What the task requires
Transcribe each line exactly.

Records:
++++++++++++++++++++
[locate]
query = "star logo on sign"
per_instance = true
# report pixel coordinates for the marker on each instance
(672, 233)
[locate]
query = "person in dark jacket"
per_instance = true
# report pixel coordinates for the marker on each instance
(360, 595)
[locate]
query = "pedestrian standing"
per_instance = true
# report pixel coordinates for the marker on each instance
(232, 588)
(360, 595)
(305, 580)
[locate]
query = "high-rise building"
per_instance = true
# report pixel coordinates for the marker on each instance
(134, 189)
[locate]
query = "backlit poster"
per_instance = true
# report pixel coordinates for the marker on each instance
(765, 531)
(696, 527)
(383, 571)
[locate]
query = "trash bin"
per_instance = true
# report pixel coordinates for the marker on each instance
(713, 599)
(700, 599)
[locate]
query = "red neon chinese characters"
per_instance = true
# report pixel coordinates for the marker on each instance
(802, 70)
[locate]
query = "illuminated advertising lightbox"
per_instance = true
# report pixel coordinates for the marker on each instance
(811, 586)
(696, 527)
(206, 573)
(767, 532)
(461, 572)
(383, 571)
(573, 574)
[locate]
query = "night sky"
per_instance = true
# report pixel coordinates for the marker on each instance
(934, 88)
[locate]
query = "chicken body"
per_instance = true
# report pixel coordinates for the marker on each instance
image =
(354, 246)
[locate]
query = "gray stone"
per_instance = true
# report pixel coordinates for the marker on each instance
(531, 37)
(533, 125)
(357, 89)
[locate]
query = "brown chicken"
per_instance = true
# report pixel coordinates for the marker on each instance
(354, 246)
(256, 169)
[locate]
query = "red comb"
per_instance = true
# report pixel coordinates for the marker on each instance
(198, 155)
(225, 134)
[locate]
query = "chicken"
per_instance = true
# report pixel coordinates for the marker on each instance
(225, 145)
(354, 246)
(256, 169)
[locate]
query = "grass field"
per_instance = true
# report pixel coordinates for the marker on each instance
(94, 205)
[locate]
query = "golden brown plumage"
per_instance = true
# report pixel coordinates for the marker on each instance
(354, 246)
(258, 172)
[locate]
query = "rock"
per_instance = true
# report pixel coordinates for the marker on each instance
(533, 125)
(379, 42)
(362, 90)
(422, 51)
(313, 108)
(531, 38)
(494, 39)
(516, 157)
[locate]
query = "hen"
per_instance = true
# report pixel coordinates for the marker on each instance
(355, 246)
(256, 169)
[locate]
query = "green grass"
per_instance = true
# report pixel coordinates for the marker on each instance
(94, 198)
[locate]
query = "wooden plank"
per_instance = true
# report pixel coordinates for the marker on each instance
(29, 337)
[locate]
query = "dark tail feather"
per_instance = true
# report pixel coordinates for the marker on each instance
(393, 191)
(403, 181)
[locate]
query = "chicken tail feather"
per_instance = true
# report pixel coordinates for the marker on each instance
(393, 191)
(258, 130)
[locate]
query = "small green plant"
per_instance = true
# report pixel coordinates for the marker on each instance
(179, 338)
++++++++++++++++++++
Task response
[locate]
query = "star logo on sign"
per_instance = true
# report pixel coordinates for the marker on each instance
(672, 233)
[locate]
query = "person in dark jacket"
per_instance = true
# report pixel coordinates for the marker on each instance
(360, 595)
[locate]
query = "pedestrian standing"
per_instance = true
# report pixel coordinates for the marker on each instance
(232, 588)
(360, 595)
(305, 580)
[locate]
query = "high-rise building"
per_instance = true
# report pixel coordinates for the marker on each instance
(134, 189)
[locate]
query = "backlit poster"
per_instance = true
# report pixel coordinates for the marker on each instance
(765, 531)
(696, 527)
(383, 571)
[locate]
query = "trash bin"
per_instance = true
# report pixel coordinates for the marker on each instance
(713, 599)
(700, 599)
[locate]
query = "red neon chinese characters"
per_instance = true
# report pixel coordinates for the marker on each instance
(802, 70)
[locate]
query = "illuminated advertising lightbox"
per_instance = true
# report pixel coordinates for the marker on each instance
(811, 586)
(696, 527)
(206, 573)
(767, 532)
(461, 572)
(383, 571)
(573, 574)
[locate]
query = "night sky"
per_instance = true
# report pixel coordinates for the marker on each instance
(934, 88)
[locate]
query = "chicken body"
per_instance = true
# report pixel coordinates for the marker on each instance
image =
(354, 246)
[locate]
query = "gray stone"
per_instance = true
# report pixel coordinates for the marker on each instance
(531, 37)
(533, 125)
(357, 89)
[locate]
query = "brown chicken"
per_instance = true
# report pixel coordinates for the marker on each instance
(354, 246)
(256, 169)
[locate]
query = "red comb"
per_instance = true
# report pixel coordinates for the marker on each instance
(198, 155)
(225, 134)
[locate]
query = "chicken"
per_instance = true
# report pixel coordinates for the marker on each instance
(225, 145)
(354, 246)
(256, 169)
[locate]
query = "grass field"
per_instance = true
# report pixel coordinates for the marker on each instance
(94, 205)
[locate]
query = "golden brown plumage"
per_instance = true
# report pixel coordinates for the marker on each instance
(354, 246)
(258, 172)
[locate]
query = "rock"
per_instance = true
# report pixel coordinates for the marker on each instance
(533, 125)
(379, 42)
(362, 90)
(422, 51)
(313, 108)
(531, 38)
(494, 39)
(516, 157)
[locate]
query = "hen"
per_instance = true
# report pixel coordinates for the marker on each instance
(355, 246)
(256, 169)
[locate]
query = "green grass"
per_instance = true
# report pixel coordinates for the marker on each instance
(94, 198)
[locate]
query = "wooden plank"
per_instance = true
# report pixel coordinates for the marker on each instance
(29, 337)
[locate]
query = "dark tail feather"
per_instance = true
# report pixel coordinates for the marker on each instance
(393, 191)
(403, 181)
[locate]
query = "chicken tail feather"
per_instance = true
# report pixel coordinates for the marker on each instance
(393, 191)
(258, 130)
[locate]
query = "small green plant"
per_instance = true
# report pixel coordinates for the marker on each instance
(179, 338)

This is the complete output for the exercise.